WORK REQUIRED>
Extract every line in the items below that contains the string "tree". Case matters.

RECORDS FOR THE TASK>

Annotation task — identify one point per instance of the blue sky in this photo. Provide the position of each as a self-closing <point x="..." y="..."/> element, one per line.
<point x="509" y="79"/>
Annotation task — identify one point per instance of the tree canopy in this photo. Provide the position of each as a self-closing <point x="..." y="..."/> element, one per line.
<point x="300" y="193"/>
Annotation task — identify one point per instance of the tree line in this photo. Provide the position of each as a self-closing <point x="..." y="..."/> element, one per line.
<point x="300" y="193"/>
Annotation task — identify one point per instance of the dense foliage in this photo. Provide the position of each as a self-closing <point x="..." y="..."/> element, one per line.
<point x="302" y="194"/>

...

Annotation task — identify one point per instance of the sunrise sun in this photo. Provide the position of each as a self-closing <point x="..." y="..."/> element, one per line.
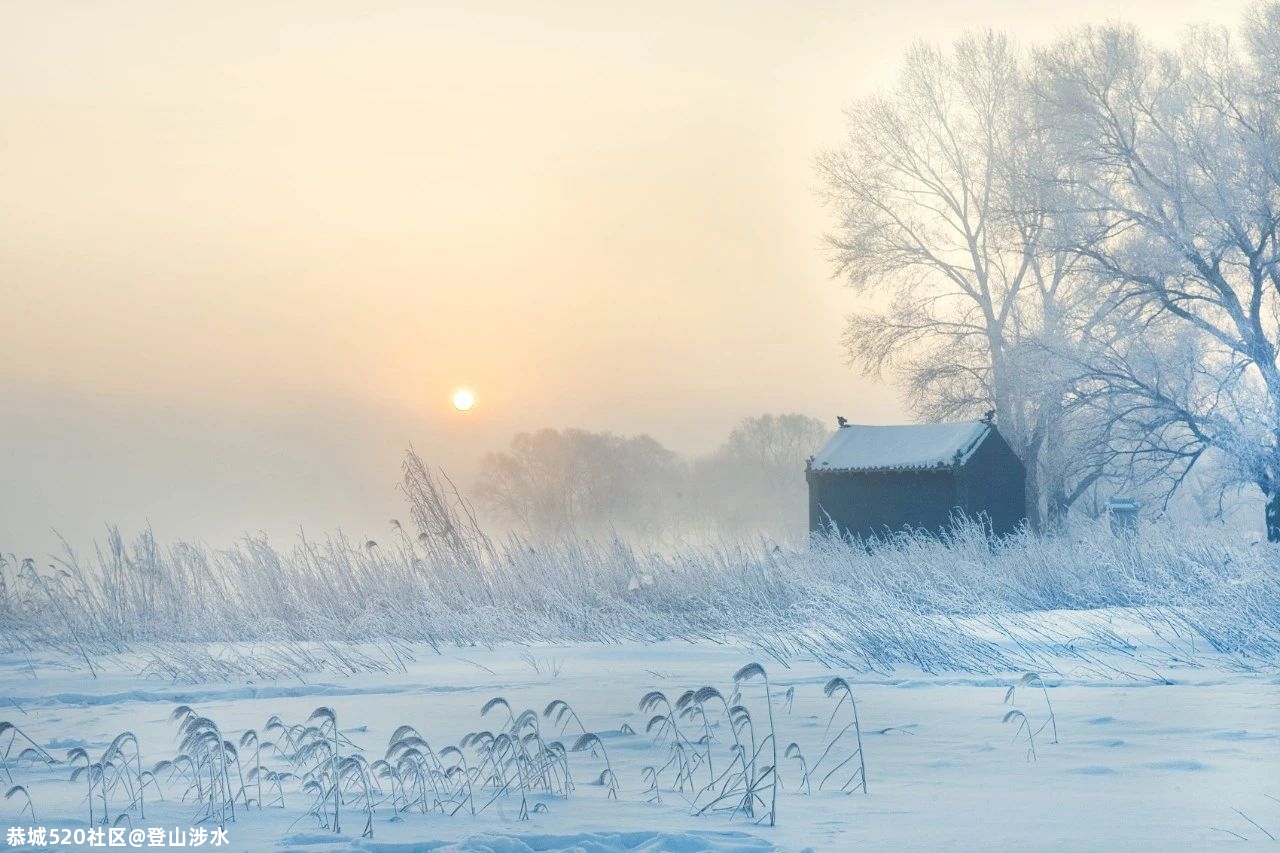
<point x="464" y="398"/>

WRITTEN RESPONSE>
Annotation task — identify one point per instance of the tree canopy in this photo. Provide the position of each as a self-closing <point x="..." y="..."/> element, one per line.
Annotation task — identify one point per instance of the tree line in this photo. Provide the position of each as a self-closing <point x="..." y="..."/> element, one per line.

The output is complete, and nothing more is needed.